### Required actions
1: Print the stretch of the goodwill article from "Precarious accounting Will" through "and intangible asset.", copying it word for word.
2: According to the article on corporate goodwill, by how much did the goodwill total in the Dax 30 balance sheets grow last year?
3: Write the next part of the article on corporate goodwill, picking up after its final sentence.

### Document segment
--

Precarious accounting Will goodwill go bad?

Many German firms have overpaid for acquisitions. On their balance sheets, the excess is often listed as “goodwill,” a highly intangible asset. If the economy slows, that could mean big trouble.

German businesses are contorting their balance sheets as never before. Expensive takeovers have left the 30 companies of the Dax, Germany’s most important stock market index, carrying almost €300 billion ($342 billion) in what is known as “goodwill,” a vague and intangible asset.

In an economic downturn – something many are now predicting – this figure could be a multi-billion-euro bombshell for some firms. If newly bought subsidiaries see a serious collapse in business, “goodwill” values have to be radically revised, which could translate as large losses on the bottom line.

Several companies are in deep: Bayer’s takeover of Monsanto, for example, racked up a remarkable €23 billion in goodwill. Thyssen-Krupp has already been burned: its acquisition of American steelworks shrank its equity to just €3.4 billion, after a goodwill write-down of €3.8 billion. Numerous takeovers have left Healthcare company Fresenius with a goodwill figure higher than its overall equity.

“If the economy dips and demand tails off, as they did in the third quarter, a lot of German companies could see write-downs, and then losses,” says Kai Lehmann, an accounting expert at asset manager Flossbach von Storch. Several companies, including Deutsche Post, BMW, Daimler and Continental, have issued profit warnings in recent months.

Relying on faith

If one company takes over another, the price is nearly always higher than the cumulative value of its tangible assets: its machines, vehicles, property, patents, order book, and so on. The remainder of the takeover price is something more intangible – faith in the workforce’s knowhow and a belief that its business model will stay strong.

That’s an absolutely legitimate asset: “goodwill” is a real and valuable thing, and has to be paid for. The trouble is that in recent years the total amount of goodwill has been spiraling upwards. That €297 billion – the total in the Dax 30 balance sheets – grew by €40 billion last year, and is now double what it was in 2005.

That year, 2005, was an important one in the history of goodwill in Germany, when a small but significant change in accounting regulations was imposed. Previously, companies making acquisitions had to amortize excess goodwill over the next ten years. After the requirement was abolished, companies largely stopped doing this.

--

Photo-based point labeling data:
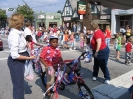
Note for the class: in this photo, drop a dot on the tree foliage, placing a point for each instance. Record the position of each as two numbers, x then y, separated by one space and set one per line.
2 14
26 11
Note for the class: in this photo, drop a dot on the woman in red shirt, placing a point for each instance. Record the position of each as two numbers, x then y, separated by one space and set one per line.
100 52
107 35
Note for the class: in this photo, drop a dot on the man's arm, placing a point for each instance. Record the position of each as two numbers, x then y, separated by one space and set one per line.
43 62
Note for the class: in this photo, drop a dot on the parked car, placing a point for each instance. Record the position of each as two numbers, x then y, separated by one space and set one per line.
1 44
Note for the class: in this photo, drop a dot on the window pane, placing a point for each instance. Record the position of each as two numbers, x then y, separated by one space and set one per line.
122 17
122 23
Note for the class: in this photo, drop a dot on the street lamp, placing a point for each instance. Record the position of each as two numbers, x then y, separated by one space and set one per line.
27 19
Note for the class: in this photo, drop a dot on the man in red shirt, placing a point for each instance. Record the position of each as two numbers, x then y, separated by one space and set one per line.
128 48
50 57
100 52
107 35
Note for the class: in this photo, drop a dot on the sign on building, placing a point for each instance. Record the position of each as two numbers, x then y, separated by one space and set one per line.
67 18
49 17
81 7
41 17
105 17
10 9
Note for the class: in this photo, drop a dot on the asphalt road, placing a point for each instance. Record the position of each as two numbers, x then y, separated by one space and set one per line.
34 89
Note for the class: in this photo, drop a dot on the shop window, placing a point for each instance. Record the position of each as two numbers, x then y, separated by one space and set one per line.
94 9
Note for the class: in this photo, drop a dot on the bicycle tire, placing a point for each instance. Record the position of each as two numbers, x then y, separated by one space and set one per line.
87 89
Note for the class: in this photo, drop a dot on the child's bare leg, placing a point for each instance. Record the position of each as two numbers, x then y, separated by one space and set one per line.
48 86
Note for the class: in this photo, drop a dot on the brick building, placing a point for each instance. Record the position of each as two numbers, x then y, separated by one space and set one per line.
94 12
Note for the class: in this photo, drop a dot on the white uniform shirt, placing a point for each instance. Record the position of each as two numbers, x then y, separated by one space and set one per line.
27 31
16 42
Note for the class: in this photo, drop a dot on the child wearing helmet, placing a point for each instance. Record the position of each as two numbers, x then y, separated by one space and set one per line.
50 57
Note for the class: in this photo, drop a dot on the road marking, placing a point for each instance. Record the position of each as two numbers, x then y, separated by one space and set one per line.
70 51
3 58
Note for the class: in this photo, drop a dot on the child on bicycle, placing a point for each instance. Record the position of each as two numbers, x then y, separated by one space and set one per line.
50 57
31 44
128 49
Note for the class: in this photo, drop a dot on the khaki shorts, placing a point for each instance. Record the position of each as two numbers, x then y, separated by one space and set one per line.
51 78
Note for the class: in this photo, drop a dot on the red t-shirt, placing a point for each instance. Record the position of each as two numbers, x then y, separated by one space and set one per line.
128 47
39 34
98 34
52 56
55 30
32 45
108 35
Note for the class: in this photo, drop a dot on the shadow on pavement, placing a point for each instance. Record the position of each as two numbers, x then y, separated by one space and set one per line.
27 88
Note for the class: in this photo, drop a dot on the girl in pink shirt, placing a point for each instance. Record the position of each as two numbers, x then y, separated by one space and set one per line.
72 40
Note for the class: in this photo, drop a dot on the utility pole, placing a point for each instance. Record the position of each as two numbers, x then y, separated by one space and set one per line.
27 10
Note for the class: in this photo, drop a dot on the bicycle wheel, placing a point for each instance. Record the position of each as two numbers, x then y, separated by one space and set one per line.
85 91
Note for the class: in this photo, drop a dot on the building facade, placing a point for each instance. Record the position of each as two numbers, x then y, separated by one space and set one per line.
121 18
94 12
47 19
70 16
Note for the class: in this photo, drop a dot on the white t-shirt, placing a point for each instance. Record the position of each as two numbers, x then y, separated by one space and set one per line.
27 31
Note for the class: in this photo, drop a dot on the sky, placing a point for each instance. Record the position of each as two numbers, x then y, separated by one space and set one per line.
36 5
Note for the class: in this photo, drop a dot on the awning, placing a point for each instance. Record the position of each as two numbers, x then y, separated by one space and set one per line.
116 4
101 21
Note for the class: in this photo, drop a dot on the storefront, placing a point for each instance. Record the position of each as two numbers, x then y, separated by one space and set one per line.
121 18
70 17
47 19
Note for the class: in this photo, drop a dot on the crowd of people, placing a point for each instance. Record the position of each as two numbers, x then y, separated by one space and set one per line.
95 40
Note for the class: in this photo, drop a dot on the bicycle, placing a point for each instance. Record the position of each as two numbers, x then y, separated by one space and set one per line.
72 77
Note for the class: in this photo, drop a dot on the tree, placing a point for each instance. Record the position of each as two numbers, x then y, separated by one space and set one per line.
26 11
59 11
3 14
3 17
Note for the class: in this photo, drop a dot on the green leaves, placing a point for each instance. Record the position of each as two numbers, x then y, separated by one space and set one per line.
10 9
2 14
26 11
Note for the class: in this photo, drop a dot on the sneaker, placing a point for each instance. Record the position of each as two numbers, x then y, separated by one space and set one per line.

--

### Results of the exercise
1:
Precarious accounting Will goodwill go bad?

Many German firms have overpaid for acquisitions. On their balance sheets, the excess is often listed as “goodwill,” a highly intangible asset. If the economy slows, that could mean big trouble.

German businesses are contorting their balance sheets as never before. Expensive takeovers have left the 30 companies of the Dax, Germany’s most important stock market index, carrying almost €300 billion ($342 billion) in what is known as “goodwill,” a vague and intangible asset.

2: It grew by €40 billion.

3:
This has left some companies “owning” large amounts of goodwill. Software giant SAP, for example, once relied almost entirely on organic growth. But in the last nine years, the company has bought over 20 companies, some at dubiously high prices. This is reflected in a much-inflated goodwill figure, which went from €627 million to 2005 to €23.5 billion in 2017.

When goodwill goes bad

Not all companies have played the goodwill game. BMW, Lufthansa, the personal products group Beiersdorf, and chemicals firm Covestro have almost none on their books, nor do Daimler, Deutsche Bank or reinsurer Munich Re.

If companies taken over continue to increase in value, there’s no real problem with goodwill. But if things turn sketchy – demand dwindles, product lines become unpopular – it can mean a bruising hit to the balance sheet.

This is by no means confined to Germany: last month, General Electric had to write down $23 billion dollars, reflecting a slump in the value of fossil fuel subsidiaries it bought some years ago. To add insult to injury, the loss meant it was booted off the Dow Jones Index, of which it was a founder member.

So who decides what goodwill is really worth? Companies generally bring in external auditors to conduct “impairment tests” on acquisitions, to see if they are still more or less worth their listed value. The trouble is that the entire process is opaque to investors, who only ever see the final value.

Small regulatory changes can have real-world consequences. The German Financial Reporting Enforcement Panel – not generally known for hotheaded exaggerations – recently warned that the 2005 rule change had encouraged executives to go for much riskier takeover strategies.

The biggest question mark now hangs over Bayer’s Monsanto takeover. The US agribiotech business  ultimately cost the German firm around €55 billion, 44 percent higher than its market capitalization at the time of its initial bid.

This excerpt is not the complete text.